Begin with the line containing "of the overcast" and copy each line exactly through the last line of the entries, inclusive.

:: DATASET CONTENT ::
····················
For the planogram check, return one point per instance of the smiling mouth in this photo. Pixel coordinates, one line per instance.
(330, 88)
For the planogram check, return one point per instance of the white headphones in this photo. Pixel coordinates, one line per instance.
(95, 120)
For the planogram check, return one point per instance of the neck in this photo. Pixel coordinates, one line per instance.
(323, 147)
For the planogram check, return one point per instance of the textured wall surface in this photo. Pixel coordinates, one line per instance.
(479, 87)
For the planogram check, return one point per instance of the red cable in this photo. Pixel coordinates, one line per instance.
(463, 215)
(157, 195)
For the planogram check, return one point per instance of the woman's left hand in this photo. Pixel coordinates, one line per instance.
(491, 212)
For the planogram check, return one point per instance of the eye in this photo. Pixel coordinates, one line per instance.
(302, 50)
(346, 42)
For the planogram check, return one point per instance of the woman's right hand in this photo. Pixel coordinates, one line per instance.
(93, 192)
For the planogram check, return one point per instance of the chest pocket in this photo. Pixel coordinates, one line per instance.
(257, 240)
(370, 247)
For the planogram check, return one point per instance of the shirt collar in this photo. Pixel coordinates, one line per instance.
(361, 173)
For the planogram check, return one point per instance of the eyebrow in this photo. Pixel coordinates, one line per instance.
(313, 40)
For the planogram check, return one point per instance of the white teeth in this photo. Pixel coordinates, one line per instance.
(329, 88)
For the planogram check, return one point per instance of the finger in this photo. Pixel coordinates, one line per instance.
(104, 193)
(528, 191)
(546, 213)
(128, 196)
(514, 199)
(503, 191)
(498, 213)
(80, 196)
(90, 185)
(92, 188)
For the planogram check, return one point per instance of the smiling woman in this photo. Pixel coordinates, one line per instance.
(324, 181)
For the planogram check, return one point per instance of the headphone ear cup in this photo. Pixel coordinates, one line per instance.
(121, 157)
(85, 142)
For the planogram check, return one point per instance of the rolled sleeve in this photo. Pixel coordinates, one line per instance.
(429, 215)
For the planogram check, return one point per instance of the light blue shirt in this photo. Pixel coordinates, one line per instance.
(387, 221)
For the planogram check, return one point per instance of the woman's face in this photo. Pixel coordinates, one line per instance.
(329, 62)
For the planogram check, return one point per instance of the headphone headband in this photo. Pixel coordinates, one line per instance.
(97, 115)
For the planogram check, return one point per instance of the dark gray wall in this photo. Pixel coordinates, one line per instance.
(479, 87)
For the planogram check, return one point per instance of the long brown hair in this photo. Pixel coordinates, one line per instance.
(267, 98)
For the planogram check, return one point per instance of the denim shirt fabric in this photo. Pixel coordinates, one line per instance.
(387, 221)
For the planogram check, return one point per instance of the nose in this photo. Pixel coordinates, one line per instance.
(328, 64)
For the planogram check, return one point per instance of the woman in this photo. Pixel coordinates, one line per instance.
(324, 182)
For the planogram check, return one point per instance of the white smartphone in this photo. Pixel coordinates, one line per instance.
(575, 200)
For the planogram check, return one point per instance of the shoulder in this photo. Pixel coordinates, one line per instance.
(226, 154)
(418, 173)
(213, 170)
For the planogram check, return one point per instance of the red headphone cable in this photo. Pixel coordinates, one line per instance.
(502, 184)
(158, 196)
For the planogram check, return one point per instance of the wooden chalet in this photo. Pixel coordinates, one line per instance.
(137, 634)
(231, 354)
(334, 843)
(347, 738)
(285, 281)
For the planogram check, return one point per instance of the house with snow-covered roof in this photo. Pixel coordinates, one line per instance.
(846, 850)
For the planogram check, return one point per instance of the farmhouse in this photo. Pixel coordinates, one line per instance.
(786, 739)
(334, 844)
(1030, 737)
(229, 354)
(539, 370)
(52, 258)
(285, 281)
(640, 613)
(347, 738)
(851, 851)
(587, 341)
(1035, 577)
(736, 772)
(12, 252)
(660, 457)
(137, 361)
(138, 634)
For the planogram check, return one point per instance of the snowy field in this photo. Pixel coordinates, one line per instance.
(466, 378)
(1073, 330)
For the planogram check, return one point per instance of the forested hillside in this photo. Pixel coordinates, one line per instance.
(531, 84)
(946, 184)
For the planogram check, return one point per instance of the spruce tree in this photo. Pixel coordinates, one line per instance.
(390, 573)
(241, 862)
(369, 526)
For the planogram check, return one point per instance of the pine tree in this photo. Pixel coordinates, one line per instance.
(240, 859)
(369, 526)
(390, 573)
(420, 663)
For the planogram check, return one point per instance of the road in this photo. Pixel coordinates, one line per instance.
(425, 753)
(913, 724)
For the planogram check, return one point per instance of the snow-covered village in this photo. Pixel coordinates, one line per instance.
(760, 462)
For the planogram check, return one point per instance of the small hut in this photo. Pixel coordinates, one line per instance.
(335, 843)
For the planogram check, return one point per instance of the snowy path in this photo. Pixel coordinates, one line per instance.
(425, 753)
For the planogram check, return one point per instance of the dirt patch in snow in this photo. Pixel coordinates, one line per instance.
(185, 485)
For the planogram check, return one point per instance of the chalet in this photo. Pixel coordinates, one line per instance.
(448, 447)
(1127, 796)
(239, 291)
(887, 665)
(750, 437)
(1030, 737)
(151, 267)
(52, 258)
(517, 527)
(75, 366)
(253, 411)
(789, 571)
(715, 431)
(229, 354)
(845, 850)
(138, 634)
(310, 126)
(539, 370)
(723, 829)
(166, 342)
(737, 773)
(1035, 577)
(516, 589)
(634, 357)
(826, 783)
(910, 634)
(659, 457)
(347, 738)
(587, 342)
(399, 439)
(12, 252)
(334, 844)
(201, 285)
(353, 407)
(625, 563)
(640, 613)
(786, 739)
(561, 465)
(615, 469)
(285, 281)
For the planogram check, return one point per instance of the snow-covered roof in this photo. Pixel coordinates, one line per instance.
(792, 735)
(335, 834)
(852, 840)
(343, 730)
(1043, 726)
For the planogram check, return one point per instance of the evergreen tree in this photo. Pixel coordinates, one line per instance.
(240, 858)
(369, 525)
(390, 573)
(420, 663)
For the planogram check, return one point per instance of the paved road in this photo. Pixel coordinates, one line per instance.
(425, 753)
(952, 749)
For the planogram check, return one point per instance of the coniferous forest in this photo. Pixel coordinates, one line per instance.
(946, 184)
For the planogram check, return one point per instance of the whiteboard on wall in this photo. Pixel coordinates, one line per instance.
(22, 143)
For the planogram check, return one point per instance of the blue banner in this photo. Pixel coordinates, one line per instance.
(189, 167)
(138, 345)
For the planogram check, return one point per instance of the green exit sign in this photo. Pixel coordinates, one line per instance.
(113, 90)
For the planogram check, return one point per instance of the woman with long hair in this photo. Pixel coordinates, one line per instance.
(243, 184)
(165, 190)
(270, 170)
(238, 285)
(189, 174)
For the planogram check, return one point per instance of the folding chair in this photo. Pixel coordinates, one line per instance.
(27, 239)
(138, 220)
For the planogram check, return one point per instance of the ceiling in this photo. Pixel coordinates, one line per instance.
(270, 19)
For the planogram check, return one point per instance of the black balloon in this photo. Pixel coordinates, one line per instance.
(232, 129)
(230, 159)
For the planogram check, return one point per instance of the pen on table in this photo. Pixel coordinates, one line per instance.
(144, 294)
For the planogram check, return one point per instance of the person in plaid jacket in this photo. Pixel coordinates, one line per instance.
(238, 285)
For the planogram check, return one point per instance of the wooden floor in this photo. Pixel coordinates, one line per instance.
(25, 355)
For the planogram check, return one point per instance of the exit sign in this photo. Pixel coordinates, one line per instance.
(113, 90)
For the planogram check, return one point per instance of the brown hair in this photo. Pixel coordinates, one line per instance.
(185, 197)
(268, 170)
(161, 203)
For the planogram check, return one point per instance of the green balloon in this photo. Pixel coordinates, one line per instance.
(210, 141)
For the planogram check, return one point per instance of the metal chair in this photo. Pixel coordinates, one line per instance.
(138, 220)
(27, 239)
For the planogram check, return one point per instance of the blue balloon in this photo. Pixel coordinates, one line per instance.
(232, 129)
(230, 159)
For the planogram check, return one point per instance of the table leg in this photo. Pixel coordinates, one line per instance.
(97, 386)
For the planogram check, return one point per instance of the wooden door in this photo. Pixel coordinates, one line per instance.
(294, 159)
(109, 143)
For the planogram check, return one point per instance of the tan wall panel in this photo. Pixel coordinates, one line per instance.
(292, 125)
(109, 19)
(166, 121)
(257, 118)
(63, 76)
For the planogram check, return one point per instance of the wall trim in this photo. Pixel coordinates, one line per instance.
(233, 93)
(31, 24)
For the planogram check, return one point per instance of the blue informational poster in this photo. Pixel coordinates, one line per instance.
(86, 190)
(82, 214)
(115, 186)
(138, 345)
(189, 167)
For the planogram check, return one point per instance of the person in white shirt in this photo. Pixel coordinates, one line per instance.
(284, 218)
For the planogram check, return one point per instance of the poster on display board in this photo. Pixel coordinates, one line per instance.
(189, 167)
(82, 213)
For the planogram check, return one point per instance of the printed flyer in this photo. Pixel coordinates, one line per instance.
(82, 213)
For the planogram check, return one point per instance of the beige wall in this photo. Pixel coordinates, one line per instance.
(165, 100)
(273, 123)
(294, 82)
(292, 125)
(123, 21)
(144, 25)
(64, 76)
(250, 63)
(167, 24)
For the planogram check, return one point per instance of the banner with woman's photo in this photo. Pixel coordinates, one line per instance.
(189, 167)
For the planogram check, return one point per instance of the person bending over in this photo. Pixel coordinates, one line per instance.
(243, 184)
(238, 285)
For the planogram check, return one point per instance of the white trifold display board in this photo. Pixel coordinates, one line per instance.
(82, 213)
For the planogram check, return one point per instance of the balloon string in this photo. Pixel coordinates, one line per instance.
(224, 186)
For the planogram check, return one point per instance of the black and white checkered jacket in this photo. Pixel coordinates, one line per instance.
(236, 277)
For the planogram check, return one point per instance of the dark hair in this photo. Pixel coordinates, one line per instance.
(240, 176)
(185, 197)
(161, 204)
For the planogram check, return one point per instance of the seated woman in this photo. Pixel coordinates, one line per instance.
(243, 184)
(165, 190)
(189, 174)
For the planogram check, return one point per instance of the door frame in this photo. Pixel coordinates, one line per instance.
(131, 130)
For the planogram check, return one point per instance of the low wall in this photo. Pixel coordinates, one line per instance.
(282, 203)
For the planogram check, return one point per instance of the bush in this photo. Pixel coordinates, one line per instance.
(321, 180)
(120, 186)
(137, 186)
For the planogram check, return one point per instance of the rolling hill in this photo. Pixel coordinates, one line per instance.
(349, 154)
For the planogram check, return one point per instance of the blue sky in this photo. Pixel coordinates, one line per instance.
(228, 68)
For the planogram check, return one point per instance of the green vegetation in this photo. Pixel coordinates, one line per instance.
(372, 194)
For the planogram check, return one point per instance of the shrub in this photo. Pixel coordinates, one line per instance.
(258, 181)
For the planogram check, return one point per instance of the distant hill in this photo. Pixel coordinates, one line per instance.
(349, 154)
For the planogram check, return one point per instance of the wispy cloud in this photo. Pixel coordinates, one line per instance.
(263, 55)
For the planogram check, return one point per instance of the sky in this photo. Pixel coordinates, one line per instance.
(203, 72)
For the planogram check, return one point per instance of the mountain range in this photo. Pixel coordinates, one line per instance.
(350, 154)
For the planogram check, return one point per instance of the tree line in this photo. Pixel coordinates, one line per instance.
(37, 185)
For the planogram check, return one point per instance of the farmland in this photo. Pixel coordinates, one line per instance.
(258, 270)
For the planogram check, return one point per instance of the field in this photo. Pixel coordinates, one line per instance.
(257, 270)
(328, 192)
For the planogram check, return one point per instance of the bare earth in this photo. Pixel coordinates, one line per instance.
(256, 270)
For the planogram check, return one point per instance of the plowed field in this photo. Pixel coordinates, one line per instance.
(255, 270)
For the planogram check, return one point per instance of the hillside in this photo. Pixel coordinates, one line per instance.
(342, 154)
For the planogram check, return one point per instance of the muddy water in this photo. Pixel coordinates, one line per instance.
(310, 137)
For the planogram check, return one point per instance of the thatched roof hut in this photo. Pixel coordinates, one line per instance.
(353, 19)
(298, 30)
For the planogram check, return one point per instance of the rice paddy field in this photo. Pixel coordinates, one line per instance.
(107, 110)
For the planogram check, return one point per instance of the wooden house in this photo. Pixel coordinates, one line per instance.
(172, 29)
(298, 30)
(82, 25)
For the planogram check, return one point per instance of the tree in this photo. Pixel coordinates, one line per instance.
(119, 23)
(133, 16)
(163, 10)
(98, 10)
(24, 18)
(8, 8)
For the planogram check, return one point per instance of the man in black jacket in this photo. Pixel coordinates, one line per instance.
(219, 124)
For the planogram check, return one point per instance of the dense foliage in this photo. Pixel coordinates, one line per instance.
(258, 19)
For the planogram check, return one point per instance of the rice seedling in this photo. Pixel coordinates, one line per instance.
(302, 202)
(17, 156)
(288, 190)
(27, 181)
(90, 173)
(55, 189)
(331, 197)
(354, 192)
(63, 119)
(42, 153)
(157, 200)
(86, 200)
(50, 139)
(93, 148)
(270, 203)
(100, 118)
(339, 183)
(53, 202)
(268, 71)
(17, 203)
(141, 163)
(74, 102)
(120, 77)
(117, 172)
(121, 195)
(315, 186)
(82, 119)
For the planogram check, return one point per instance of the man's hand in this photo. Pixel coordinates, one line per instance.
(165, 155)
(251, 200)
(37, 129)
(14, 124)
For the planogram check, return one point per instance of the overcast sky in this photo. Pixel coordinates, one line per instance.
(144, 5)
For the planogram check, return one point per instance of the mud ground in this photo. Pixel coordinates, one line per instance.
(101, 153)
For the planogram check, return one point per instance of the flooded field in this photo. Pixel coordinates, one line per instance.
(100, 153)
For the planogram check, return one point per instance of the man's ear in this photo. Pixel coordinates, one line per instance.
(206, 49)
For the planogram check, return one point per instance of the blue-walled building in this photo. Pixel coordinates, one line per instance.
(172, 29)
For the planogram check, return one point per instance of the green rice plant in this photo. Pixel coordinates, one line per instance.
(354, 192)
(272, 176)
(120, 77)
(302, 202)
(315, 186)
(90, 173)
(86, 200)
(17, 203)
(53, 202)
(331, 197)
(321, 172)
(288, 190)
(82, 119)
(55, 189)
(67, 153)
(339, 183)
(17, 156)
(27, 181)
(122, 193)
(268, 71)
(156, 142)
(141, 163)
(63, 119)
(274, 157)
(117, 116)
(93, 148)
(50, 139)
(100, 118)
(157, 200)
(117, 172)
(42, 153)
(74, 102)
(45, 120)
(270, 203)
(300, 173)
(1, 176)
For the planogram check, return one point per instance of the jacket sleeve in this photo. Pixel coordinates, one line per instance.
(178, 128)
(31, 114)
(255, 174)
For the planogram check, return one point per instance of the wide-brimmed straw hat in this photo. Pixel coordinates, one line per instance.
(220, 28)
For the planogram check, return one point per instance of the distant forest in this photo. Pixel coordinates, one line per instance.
····················
:: RESULT FOR THIS EXERCISE ::
For the planogram check, return one point per instance of the overcast sky in this photo. Pixel coordinates, one line per instance.
(144, 5)
For the planogram check, return one point per instance of the mud ground in this photo. Pixel coordinates, one line per instance.
(101, 153)
For the planogram check, return one point per instance of the flooded field in this photo. Pixel coordinates, one line per instance.
(100, 153)
For the planogram check, return one point per instance of the man's ear in this photo. Pixel coordinates, one line per instance.
(206, 49)
For the planogram check, return one point per instance of the blue-walled building in this photo. Pixel coordinates, one line per instance.
(172, 29)
For the planogram check, return one point per instance of the green rice plant in this photo. Pixel coordinates, one line per instance.
(354, 192)
(272, 176)
(120, 77)
(302, 202)
(315, 186)
(90, 173)
(86, 200)
(17, 203)
(53, 202)
(331, 197)
(321, 172)
(288, 190)
(82, 119)
(55, 189)
(67, 153)
(339, 183)
(17, 156)
(27, 181)
(122, 193)
(268, 71)
(156, 142)
(141, 163)
(63, 119)
(274, 157)
(117, 116)
(93, 148)
(50, 139)
(100, 118)
(157, 200)
(117, 172)
(42, 153)
(74, 102)
(45, 120)
(270, 203)
(300, 173)
(1, 176)
For the planogram check, return one point per instance of the jacket sleeve in this photo. Pixel coordinates, one line per instance.
(178, 128)
(31, 114)
(255, 174)
For the planogram check, return one point per instance of the wide-brimmed straw hat in this photo. Pixel coordinates, one line per instance.
(220, 28)
For the planogram check, return one point per instance of the distant forest in this photo. Pixel coordinates, one line per instance.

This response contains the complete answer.